The above configs can be changed using this script run on the headnodes as a script action, please use this readme to understand how to run the script.
Customers are advised to test the configurations on lower environments before moving to production.
How to check image version - https://learn.microsoft.com/en-us/azure/hdinsight/view-hindsight-cluster-image-version

Other Improvements

Master services restart: In the past, Autoscale would restart master services (Hive, Resource manager, etc.) during scale operation to account for all nodes. This was a shortcoming in YARN. This is fixed in the current release. We no longer restart any services during scale operation, thereby, ensuring smooth operation for running applications.
Decommissioning nodes in YARN: Nodes in decommissioning state become untracked by RM when RM fails over [Reference- YARN-10896], Due to this open issue, when Autoscale checks for decommissioned nodes, it was missing these nodes, and these worker nodes became zombies. During scale down autoscale was not able to remove them automatically, in our latest release we fixed this issue on HDInsight.
Zombie Nodes: Several improvements have been made to reduce the zombie node occurrences, HDInsight has enhanced the dependability of Ambari's response to the startup operation, which is responsible for handling the startup of components.
ESP Clusters: The Kerberos principal clean up during scale down operation has been improved, which will prevent issues such as 100% CPU spikes and authentication impediments with AADDS.

Best Practices for HDInsight Autoscale

Ambari DB & Head Node Sizing: Always Size your Ambari DB & Head Node for ESP and NonESP to optimally benefit from Autoscale.
Script actions: In case you are using script actions, during cluster provisioning, the script runs concurrently with other setup and configuration processes. Competition for resources such as CPU time or network bandwidth might cause the script to take longer to finish than it does in your development environment. To minimize the time it takes to run the script, avoid tasks like downloading and compiling applications from the source. Precompile applications and store the binary in Azure Storage. In general, optimize the script actions to have faster scaling latency. It is observed that clusters without script actions scale faster than the ones with script actions.
AADDS: In case of an ESP cluster, you can choose to sync only the groups that need access to the HDInsight clusters. This option of syncing only certain groups is called scoped synchronization. For instructions, see Configure scoped synchronization from Azure AD to your managed domain. It is recommended to use scoped sync to have optimal impact on scaling if you have aggressive scaling needs on your cluster.

| Set problem 1 |
Reproduce from the HDInsight Autoscale notes the passage starting at "Best Practices for" and ending at "with script actions.".
| Set problem 2 |
Render this sentence from the HDInsight Autoscale notes in Spanish: "Customers are advised to test the configurations on lower environments before moving to production."
The material after this point has no connection to the HDInsight Autoscale notes.

| Data records |
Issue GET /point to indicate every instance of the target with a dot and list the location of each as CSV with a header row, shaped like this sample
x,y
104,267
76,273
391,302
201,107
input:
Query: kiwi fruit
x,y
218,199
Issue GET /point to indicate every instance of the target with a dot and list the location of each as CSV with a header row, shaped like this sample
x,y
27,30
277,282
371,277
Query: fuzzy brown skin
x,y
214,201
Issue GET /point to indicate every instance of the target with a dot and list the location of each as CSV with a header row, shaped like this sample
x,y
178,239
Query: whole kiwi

| Correct response 1 |
Best Practices for HDInsight Autoscale

Ambari DB & Head Node Sizing: Always Size your Ambari DB & Head Node for ESP and NonESP to optimally benefit from Autoscale.
Script actions: In case you are using script actions, during cluster provisioning, the script runs concurrently with other setup and configuration processes. Competition for resources such as CPU time or network bandwidth might cause the script to take longer to finish than it does in your development environment. To minimize the time it takes to run the script, avoid tasks like downloading and compiling applications from the source. Precompile applications and store the binary in Azure Storage. In general, optimize the script actions to have faster scaling latency. It is observed that clusters without script actions scale faster than the ones with script actions.

| Correct response 2 |
Se recomienda a los clientes probar las configuraciones en entornos inferiores antes de pasar a producción.